WHAT YOU HAVE TO DO: Each record below must be returned exactly as shown.

[Collection entries]
----

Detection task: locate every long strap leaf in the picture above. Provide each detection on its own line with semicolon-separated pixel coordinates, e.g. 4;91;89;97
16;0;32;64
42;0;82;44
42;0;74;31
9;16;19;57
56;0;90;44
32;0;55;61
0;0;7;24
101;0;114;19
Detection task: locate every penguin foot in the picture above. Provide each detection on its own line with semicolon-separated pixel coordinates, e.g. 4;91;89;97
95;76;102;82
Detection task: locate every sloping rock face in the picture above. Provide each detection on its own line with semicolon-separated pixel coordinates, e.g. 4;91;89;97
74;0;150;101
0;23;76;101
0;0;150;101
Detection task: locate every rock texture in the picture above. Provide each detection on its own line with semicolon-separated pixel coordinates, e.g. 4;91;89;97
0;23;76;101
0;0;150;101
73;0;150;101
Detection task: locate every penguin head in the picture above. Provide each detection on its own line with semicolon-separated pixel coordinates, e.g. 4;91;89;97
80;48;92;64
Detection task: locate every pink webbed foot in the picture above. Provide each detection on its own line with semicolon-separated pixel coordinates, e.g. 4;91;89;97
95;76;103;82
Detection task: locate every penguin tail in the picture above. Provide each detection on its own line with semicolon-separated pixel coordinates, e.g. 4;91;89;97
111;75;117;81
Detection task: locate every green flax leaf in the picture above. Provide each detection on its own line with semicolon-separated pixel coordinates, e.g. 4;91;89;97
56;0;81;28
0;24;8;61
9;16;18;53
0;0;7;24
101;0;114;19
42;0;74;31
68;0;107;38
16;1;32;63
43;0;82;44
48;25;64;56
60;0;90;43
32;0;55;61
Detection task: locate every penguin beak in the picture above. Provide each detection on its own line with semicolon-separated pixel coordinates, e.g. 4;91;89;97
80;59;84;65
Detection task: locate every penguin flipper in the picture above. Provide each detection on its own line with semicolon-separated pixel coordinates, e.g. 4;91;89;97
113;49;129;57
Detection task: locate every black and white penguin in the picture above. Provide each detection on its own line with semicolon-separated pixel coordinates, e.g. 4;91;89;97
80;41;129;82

----

WRITTEN SOLUTION:
Detection task: locate every long strap leaf in the picture above. Provide each detection on its own line with semicolon-separated pixel coordinates, e.g. 4;91;89;97
16;0;32;64
42;0;82;44
42;0;74;31
9;16;19;57
56;0;90;44
32;0;55;61
0;0;7;24
101;0;114;19
Detection task: locate every penguin foot in the picture above. Provide each detection on its own line with semicolon-separated pixel coordinates, e.g. 4;91;89;97
95;76;102;82
Detection task: locate every sloping rock face in the picture above. Provide each detection on its own line with semicolon-separated pixel coordinates, e.g. 4;91;89;97
74;0;150;101
0;23;76;101
0;0;150;101
Detection task: locate every rock texture in the picture above. Provide each detection on its own line with semicolon-separated pixel coordinates, e.g. 4;91;89;97
0;23;76;101
0;0;150;101
73;0;150;101
Detection task: locate every penguin head in the picture above. Provide each detection on its own line with semicolon-separated pixel coordinates, e.g. 4;91;89;97
80;48;92;64
Detection task: locate every pink webbed foot in the picture above. Provide each detection on its own line with semicolon-separated pixel coordinates, e.g. 4;91;89;97
95;76;103;82
Detection task: locate every penguin tail in the picture above. Provide each detection on its own line with semicolon-separated pixel coordinates, e.g. 4;91;89;97
111;75;117;81
Detection task: locate every green flax leaf in the picture above. Provide each detection on its own line with semicolon-separated pixel coordinates, e.g. 4;91;89;97
56;0;81;28
0;24;8;61
9;16;18;53
0;0;7;24
101;0;114;19
42;0;74;31
68;0;107;38
16;1;32;63
43;0;82;44
48;25;64;56
60;0;90;43
32;0;55;61
Detection task: locate every penguin beak in the picture above. Provide each detection on its own line with semicolon-separated pixel coordinates, e.g. 4;91;89;97
80;59;84;65
Detection task: locate every penguin flipper in the picture above. Provide each detection on its own line with semicolon-separated pixel coordinates, e.g. 4;91;89;97
113;49;129;57
Detection task: locate every black and white penguin in the picture above. Provide each detection on its own line with semicolon-separated pixel coordinates, e.g. 4;91;89;97
80;41;129;82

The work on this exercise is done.